- _Görev gereksinimleri_:
Aşağıdaki tüm öğelerin satırlarını, boş satırları atlayarak numaralı bir liste olarak düzenle.

- _Çıkarılan öğeler_:
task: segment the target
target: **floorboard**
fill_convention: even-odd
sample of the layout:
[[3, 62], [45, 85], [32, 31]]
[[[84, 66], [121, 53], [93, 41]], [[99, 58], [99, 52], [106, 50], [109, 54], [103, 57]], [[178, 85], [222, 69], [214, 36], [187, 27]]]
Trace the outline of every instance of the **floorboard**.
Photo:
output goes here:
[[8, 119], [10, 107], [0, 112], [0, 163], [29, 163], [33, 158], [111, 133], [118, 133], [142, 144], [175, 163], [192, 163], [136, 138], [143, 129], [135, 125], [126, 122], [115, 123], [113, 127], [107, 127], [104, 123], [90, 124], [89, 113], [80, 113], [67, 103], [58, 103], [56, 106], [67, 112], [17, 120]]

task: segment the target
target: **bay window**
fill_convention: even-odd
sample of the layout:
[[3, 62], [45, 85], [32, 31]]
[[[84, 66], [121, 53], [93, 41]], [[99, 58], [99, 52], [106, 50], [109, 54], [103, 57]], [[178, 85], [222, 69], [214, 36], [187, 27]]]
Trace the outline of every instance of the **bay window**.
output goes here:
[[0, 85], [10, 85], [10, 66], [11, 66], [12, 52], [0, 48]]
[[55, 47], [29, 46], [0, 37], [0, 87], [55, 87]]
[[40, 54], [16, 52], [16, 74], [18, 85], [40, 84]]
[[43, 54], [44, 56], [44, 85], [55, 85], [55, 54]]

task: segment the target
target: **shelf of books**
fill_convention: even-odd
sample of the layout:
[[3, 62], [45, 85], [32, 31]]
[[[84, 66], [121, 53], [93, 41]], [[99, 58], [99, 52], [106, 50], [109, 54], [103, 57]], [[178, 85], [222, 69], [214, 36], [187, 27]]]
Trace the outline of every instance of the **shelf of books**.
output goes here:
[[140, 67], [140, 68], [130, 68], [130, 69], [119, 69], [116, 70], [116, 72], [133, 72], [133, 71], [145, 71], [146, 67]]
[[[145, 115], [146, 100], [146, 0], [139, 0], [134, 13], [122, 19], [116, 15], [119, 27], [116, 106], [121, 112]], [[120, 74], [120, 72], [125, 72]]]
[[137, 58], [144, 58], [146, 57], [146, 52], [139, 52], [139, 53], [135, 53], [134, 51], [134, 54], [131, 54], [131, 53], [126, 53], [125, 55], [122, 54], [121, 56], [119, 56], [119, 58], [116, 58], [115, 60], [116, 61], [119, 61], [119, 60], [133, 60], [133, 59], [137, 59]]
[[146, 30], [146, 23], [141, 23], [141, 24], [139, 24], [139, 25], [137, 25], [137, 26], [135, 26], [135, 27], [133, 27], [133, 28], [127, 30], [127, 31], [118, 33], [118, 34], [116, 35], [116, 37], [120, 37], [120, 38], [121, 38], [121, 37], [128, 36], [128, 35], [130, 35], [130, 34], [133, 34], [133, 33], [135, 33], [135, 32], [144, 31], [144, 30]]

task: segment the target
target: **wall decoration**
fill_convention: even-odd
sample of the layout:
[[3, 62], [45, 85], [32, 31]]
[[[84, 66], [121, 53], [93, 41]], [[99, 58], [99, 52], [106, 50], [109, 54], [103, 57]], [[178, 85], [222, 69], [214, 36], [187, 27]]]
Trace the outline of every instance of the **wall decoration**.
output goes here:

- _Çıktı aşağıda_:
1. task: segment the target
2. target: **floorboard**
3. fill_convention: even-odd
4. sample of the layout:
5. [[3, 62], [45, 85], [32, 31]]
6. [[[84, 66], [121, 53], [93, 41]], [[99, 58], [99, 52], [106, 50], [109, 54], [103, 57]], [[178, 85], [222, 69], [214, 36], [187, 27]]]
7. Trace the outline of every instance of the **floorboard**.
8. Photo:
9. output goes here:
10. [[8, 119], [10, 107], [0, 112], [0, 163], [29, 163], [33, 158], [111, 133], [118, 133], [142, 144], [175, 163], [192, 163], [136, 138], [143, 129], [135, 125], [126, 122], [115, 123], [113, 127], [107, 127], [104, 123], [90, 124], [89, 113], [80, 113], [67, 103], [58, 103], [56, 106], [67, 112], [17, 120]]
11. task: segment the target
12. target: **bay window**
13. fill_convention: even-odd
14. sample of the layout:
15. [[3, 62], [45, 85], [32, 31]]
16. [[[84, 66], [121, 53], [93, 41]], [[99, 58], [99, 52], [106, 50], [109, 54], [103, 57]], [[178, 85], [222, 69], [214, 36], [187, 27]]]
17. Trace the outline of every instance of the **bay window**.
18. output goes here:
19. [[0, 85], [10, 85], [10, 66], [11, 66], [12, 52], [0, 48]]
20. [[55, 47], [29, 46], [0, 37], [0, 87], [55, 87]]
21. [[40, 54], [16, 52], [16, 74], [18, 85], [40, 84]]
22. [[43, 54], [44, 56], [44, 85], [55, 85], [55, 54]]
23. task: segment the target
24. target: **shelf of books**
25. fill_convention: even-odd
26. sample of the layout:
27. [[3, 62], [45, 85], [32, 31]]
28. [[[84, 66], [121, 53], [93, 41]], [[99, 58], [99, 52], [106, 50], [109, 54], [103, 57]], [[178, 85], [222, 69], [214, 36], [187, 27]]]
29. Trace the outline of every instance of the **shelf of books**.
30. output goes here:
31. [[140, 67], [140, 68], [130, 68], [130, 69], [119, 69], [116, 70], [116, 72], [133, 72], [133, 71], [145, 71], [146, 67]]
32. [[[145, 115], [146, 100], [146, 0], [139, 0], [134, 13], [122, 19], [116, 15], [119, 27], [116, 106], [121, 112]], [[120, 74], [120, 72], [125, 72]]]
33. [[137, 58], [144, 58], [146, 57], [146, 52], [139, 52], [139, 53], [135, 53], [134, 51], [134, 54], [131, 54], [131, 53], [126, 53], [125, 55], [122, 54], [121, 56], [119, 56], [119, 58], [116, 58], [115, 60], [116, 61], [119, 61], [119, 60], [133, 60], [133, 59], [137, 59]]
34. [[146, 30], [146, 23], [141, 23], [141, 24], [139, 24], [139, 25], [137, 25], [137, 26], [135, 26], [135, 27], [133, 27], [133, 28], [127, 30], [127, 31], [118, 33], [118, 34], [116, 35], [116, 37], [120, 37], [120, 38], [121, 38], [121, 37], [128, 36], [128, 35], [130, 35], [130, 34], [133, 34], [133, 33], [135, 33], [135, 32], [144, 31], [144, 30]]
35. task: segment the target
36. target: **wall decoration**
37. fill_convention: even-odd
38. sample of the layout:
39. [[3, 62], [45, 85], [32, 31]]
40. [[[84, 66], [121, 53], [93, 41]], [[99, 58], [99, 52], [106, 50], [109, 54], [103, 57]], [[178, 85], [222, 69], [214, 36], [187, 27]]]
41. Trace the outline of every instance of the **wall decoration**.
42. output goes here:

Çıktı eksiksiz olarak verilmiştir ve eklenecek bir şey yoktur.